Bone cancer refers to a tumor on a bone that destroys the bone tissue. There are two main categories of bone cancer:
- Primary bone cancer, when a tumor originates in the bone tissue, is a rare disease that comprises less than 1 percent of cancer diagnoses, according to the National Cancer Institute.
- Metastatic bone cancer is when cancer from another place in your body spreads to the bone.
Types of Bone Cancer
The three most common types of primary bone cancer are:
- Osteosarcoma: This cancer develops out of the bone itself, and mainly affects children and teens. Most often seen in the arms and legs, it also can occur in the pelvis.
- Ewing’s sarcoma: This type of bone cancer typically is found in school-age children or teens. Tumors may develop along the backbone, pelvis, arms, or legs. Ewing’s sarcoma rarely appears in the soft tissue.
- Chondrosarcoma: This type begins in cartilage tissue and mainly affects older patients. It can occur anywhere in the skeleton, but is most often found in the pelvis or extremities.
Causes of Bone Cancer
Although the causes of bone cancer aren’t well known, genetics and radiation exposure may play a role. A history of cancer, Paget’s disease, or certain genetic syndromes also may raise your risk of developing bone cancer.

SOURCE DATA:

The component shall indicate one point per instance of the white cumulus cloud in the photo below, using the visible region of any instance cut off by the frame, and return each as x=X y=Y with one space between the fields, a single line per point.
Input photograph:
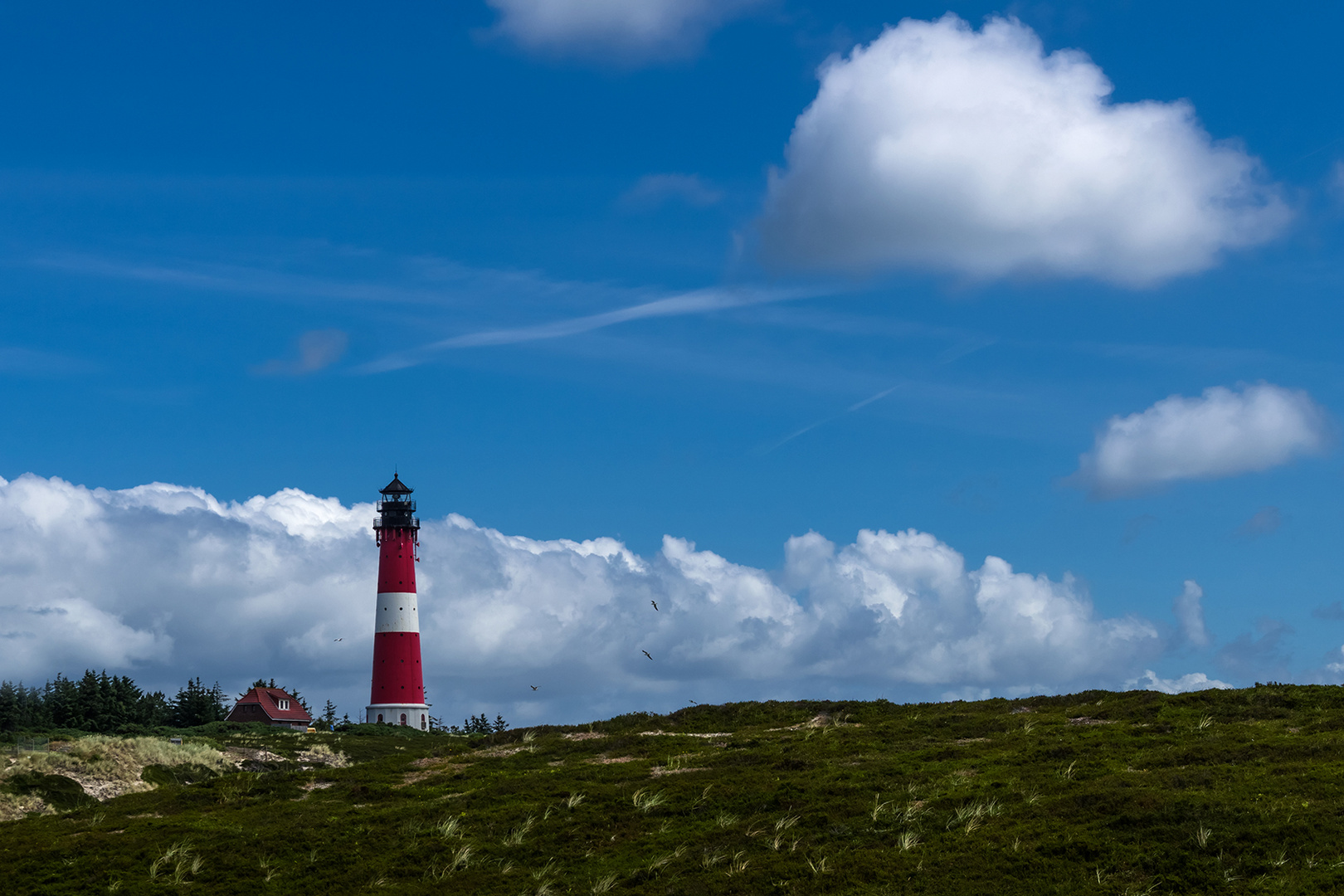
x=624 y=30
x=1192 y=681
x=1190 y=614
x=164 y=582
x=975 y=152
x=1218 y=434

ACTIVITY LIST:
a – List the three most common types of primary bone cancer named in the bone cancer text.
b – According to the bone cancer text, what share of cancer diagnoses does primary bone cancer make up?
c – Reproduce everything in the bone cancer text from "Types of Bone" down to "pelvis or extremities.".

RESULTS OF THE TASKS:
a – Osteosarcoma, Ewing’s sarcoma, Chondrosarcoma

b – Less than 1 percent, according to the National Cancer Institute.

c –
Types of Bone Cancer
The three most common types of primary bone cancer are:
- Osteosarcoma: This cancer develops out of the bone itself, and mainly affects children and teens. Most often seen in the arms and legs, it also can occur in the pelvis.
- Ewing’s sarcoma: This type of bone cancer typically is found in school-age children or teens. Tumors may develop along the backbone, pelvis, arms, or legs. Ewing’s sarcoma rarely appears in the soft tissue.
- Chondrosarcoma: This type begins in cartilage tissue and mainly affects older patients. It can occur anywhere in the skeleton, but is most often found in the pelvis or extremities.